- **Data**

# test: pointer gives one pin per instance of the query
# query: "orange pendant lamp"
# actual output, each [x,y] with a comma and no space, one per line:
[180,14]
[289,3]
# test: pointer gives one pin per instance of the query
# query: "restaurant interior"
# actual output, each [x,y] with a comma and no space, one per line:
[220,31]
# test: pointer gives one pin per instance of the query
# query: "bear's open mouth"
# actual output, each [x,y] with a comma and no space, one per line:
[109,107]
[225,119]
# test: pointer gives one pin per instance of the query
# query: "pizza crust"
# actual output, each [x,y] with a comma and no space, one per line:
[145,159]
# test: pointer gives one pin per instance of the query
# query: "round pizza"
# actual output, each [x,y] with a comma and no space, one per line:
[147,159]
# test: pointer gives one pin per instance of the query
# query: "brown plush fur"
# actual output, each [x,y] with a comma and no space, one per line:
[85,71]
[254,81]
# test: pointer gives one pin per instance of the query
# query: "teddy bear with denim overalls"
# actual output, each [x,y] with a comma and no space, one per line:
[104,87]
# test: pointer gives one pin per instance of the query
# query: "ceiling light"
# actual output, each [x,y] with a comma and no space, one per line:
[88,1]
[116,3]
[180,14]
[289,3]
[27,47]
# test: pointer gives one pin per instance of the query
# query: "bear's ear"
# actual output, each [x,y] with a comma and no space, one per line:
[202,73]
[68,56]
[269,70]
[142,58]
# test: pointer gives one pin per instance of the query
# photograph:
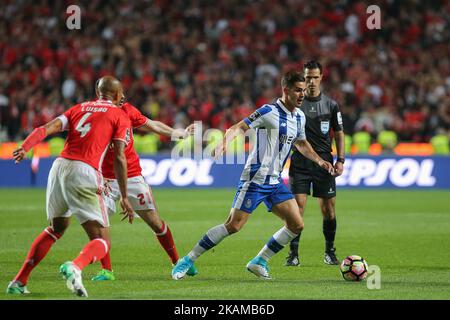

- **Activity**
For this exercise, please reproduce the records above exactly and drop the images.

- **Completed exercise**
# test: pointer gives one pin per instance of the query
# query: "orange pendant lamp"
# actual output, each [x,y] with a comma and no space, one per line:
[180,14]
[289,3]
# test: pointer gives one pin per instance of the query
# query: "restaurant interior"
# actual output, each [x,y] with a comma and no space, one per line:
[220,31]
# test: pointer gives one pin per instance of the query
# query: "bear's open mouth"
# actual output, each [x,y] with a comma and no space, one per line:
[109,107]
[225,119]
# test: pointer gives one pin per instance of the query
# query: "pizza crust"
# actual output, each [x,y] with a comma and no space, one per line:
[145,159]
# test: pointer gives one pin per instance of the query
# query: "round pizza"
# actual output, each [x,y] with a comma and no space, one per line:
[147,159]
# test: pointer gives one pin per instance of the query
# query: "brown plush fur"
# actual output, each [x,y] with a comma and no space, one per line:
[85,71]
[254,81]
# test: pointer gives one pin per instance of the query
# query: "teddy bear with denim overalls"
# actual output, each [x,y] with a comma and no space, one per line:
[104,87]
# test: pointer gives one pin per instance of the query
# query: "ceiling light"
# actual output, each [x,y] with a comma and no space, one per line:
[88,1]
[116,3]
[180,14]
[289,3]
[27,47]
# test: pointer gives one pin per instance of the query
# query: "bear's ear"
# actual output, each [x,y] with a comma and no space, one per line:
[202,73]
[68,56]
[269,70]
[142,58]
# test: pointer gives one pin per instance of the query
# photograph:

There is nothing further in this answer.